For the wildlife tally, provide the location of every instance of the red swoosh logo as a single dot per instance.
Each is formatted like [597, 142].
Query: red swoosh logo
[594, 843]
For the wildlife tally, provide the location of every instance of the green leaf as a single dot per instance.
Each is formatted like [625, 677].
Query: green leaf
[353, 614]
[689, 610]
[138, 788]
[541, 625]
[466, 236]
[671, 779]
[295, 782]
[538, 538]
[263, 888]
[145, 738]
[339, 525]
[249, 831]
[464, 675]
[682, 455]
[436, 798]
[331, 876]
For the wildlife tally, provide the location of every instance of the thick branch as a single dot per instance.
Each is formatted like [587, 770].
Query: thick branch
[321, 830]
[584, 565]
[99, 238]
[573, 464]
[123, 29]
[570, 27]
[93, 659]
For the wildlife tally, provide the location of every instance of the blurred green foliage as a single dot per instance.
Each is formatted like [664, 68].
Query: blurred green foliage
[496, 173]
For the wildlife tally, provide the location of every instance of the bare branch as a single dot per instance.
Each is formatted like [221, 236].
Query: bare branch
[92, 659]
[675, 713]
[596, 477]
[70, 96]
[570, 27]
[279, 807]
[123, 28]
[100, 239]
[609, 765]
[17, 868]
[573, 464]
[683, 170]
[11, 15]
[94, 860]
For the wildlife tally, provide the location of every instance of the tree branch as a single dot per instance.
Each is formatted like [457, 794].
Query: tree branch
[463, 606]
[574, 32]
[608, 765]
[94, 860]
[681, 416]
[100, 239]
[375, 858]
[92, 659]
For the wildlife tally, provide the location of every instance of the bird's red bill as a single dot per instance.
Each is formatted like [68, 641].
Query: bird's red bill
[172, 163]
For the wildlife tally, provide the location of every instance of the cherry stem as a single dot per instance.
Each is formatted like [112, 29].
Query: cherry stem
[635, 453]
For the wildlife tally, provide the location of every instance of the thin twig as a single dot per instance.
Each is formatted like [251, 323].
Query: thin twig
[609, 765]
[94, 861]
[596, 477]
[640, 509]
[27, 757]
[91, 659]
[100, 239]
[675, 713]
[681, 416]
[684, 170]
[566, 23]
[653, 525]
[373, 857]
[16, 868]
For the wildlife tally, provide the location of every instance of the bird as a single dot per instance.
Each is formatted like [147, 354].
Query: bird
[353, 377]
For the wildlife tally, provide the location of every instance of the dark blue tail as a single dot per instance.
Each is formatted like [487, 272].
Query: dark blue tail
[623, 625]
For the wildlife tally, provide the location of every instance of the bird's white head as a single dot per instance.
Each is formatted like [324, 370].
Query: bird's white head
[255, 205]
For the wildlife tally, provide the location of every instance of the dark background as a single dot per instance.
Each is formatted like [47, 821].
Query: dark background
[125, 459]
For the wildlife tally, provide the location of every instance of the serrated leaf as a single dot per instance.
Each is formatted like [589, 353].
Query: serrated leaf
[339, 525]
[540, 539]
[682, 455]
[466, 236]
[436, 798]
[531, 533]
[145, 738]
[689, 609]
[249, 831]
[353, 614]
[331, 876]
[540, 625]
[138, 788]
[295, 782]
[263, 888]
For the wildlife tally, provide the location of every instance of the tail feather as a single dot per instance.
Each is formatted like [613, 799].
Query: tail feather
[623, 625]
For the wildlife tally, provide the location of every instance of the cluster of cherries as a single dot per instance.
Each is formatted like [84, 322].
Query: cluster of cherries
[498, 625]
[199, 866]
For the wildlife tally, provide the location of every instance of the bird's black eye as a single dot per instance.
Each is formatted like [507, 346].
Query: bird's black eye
━━━━━━
What to produce -
Reproduce all of the records above line for line, with no changes to any wording, numbers, or punctuation.

Solution for this task -
For the wildlife tally, provide the location of every instance of the red swoosh logo as a single dot per instance.
Each is formatted like [597, 142].
Query: red swoosh logo
[594, 843]
For the wildlife tally, provide the location of every instance of the green leaf as a single dot per instance.
Each is formatted like [625, 677].
Query: green leaf
[353, 614]
[689, 610]
[138, 788]
[541, 625]
[466, 236]
[671, 779]
[295, 782]
[538, 538]
[263, 888]
[145, 738]
[339, 525]
[249, 831]
[464, 675]
[682, 455]
[436, 798]
[331, 876]
For the wildlife tally, provide the location of every instance of the thick branch as a single dot per instance.
Each is formatted like [587, 770].
Query: thick branch
[321, 830]
[584, 565]
[99, 238]
[573, 464]
[123, 29]
[570, 27]
[93, 659]
For the wildlife tally, provide the location of every instance of the blurred green foliage as a single dot per instance.
Each is formatted like [664, 68].
Query: blurred green foliage
[496, 173]
For the wildlife tally, provide the location of every instance of the bare branch as a single dot per instance.
Each is formatted like [221, 236].
Query: bare branch
[92, 659]
[675, 713]
[596, 477]
[70, 96]
[570, 27]
[279, 807]
[123, 28]
[100, 239]
[609, 765]
[17, 868]
[573, 464]
[683, 170]
[11, 15]
[94, 860]
For the wildlife tally, provide the location of every instance of the tree branch as a single dot per instance.
Each is formatted like [457, 794].
Query: tree branch
[463, 606]
[574, 32]
[608, 765]
[94, 860]
[681, 416]
[100, 239]
[375, 858]
[92, 659]
For the wildlife tally, provide the location of every instance of the bird's red bill as a single dot per instance.
Each is formatted like [68, 641].
Query: bird's red bill
[172, 163]
For the wildlife tally, provide the location of every instance of the cherry stem as a single dot per instance.
Each is formatted like [112, 29].
Query: cherry stem
[635, 453]
For the wildlife tally, provide the location of every instance of the thin twig as a single dot per instance.
Each is formatted like [251, 323].
Query: thin twig
[609, 765]
[94, 861]
[596, 477]
[640, 509]
[27, 757]
[91, 659]
[100, 239]
[675, 713]
[681, 416]
[684, 170]
[566, 23]
[653, 525]
[373, 857]
[16, 868]
For the wildlife tally, provide the location of every instance of the bird as a single dot per instance.
Each is formatted like [147, 354].
Query: bird
[353, 377]
For the wildlife tally, provide the location of every instance of the dark blue tail as a single dot per instance.
Each is formatted like [487, 272].
Query: dark blue tail
[623, 625]
For the wildlife tally, provide the location of every instance of the bird's white head as a single dot per instance.
Each is formatted like [324, 370].
Query: bird's white head
[255, 205]
For the wildlife tally, provide the location of every instance of the dark background as a single dot per instance.
Each is formatted like [47, 821].
Query: dark background
[125, 459]
For the wildlife tally, provide the location of every instance of the serrated leaf as a single dot per instance.
Each is formatted like [589, 353].
Query: serrated leaf
[339, 525]
[540, 539]
[682, 455]
[466, 236]
[436, 798]
[531, 533]
[145, 738]
[689, 609]
[249, 831]
[353, 614]
[331, 876]
[540, 625]
[138, 788]
[295, 782]
[263, 888]
For the wildlife tally, provide the location of every instance of the tail feather as a single dot per instance.
Each is formatted like [613, 799].
Query: tail feather
[623, 625]
For the wildlife tally, provide the location of every instance of the cluster of cherries as a single dot per instance.
Each is formatted like [84, 322].
Query: cluster of cherries
[498, 625]
[199, 866]
For the wildlife tally, provide the location of every instance of the bird's black eye as a single dot per instance.
Each is formatted like [507, 346].
Query: bird's black eye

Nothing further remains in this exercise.